Stored records
######
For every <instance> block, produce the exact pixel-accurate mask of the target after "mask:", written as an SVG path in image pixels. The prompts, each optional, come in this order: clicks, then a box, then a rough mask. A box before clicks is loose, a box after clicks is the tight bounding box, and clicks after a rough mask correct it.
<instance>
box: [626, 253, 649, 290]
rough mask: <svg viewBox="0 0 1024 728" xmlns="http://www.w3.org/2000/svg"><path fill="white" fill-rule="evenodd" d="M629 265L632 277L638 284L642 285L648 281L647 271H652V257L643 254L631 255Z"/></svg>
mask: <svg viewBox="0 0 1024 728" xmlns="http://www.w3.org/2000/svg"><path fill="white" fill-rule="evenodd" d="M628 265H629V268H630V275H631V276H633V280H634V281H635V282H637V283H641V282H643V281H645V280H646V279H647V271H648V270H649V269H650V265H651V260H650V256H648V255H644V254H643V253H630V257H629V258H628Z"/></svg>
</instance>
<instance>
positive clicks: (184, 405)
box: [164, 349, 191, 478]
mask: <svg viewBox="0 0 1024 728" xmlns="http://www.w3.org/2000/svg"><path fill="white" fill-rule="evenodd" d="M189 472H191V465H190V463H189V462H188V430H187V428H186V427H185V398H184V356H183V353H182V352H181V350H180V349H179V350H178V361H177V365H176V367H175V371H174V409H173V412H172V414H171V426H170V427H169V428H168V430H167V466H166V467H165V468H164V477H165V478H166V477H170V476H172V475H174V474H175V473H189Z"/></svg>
######
> Your goal
Nothing but the exact lines of the data above, from the line containing "box: [626, 253, 649, 290]" through the last, should appear in the answer.

> The completed task
box: [626, 253, 649, 290]
rough mask: <svg viewBox="0 0 1024 728" xmlns="http://www.w3.org/2000/svg"><path fill="white" fill-rule="evenodd" d="M629 265L632 277L638 284L642 285L648 281L647 271H652V257L643 254L631 255Z"/></svg>
mask: <svg viewBox="0 0 1024 728" xmlns="http://www.w3.org/2000/svg"><path fill="white" fill-rule="evenodd" d="M628 265H629V268H630V275H631V276H633V280H634V281H635V282H637V283H641V282H643V281H645V280H646V279H647V271H648V270H649V269H650V265H651V260H650V256H648V255H644V254H643V253H630V257H629V258H628Z"/></svg>
</instance>
<instance>
positive clicks: (184, 405)
box: [164, 349, 191, 478]
mask: <svg viewBox="0 0 1024 728" xmlns="http://www.w3.org/2000/svg"><path fill="white" fill-rule="evenodd" d="M189 472H191V465H190V463H189V462H188V430H187V428H186V427H185V398H184V356H183V353H182V352H181V350H180V349H179V350H178V361H177V365H176V367H175V371H174V409H173V412H172V414H171V426H170V427H169V428H168V430H167V466H166V467H165V468H164V477H165V478H166V477H170V476H172V475H174V474H175V473H189Z"/></svg>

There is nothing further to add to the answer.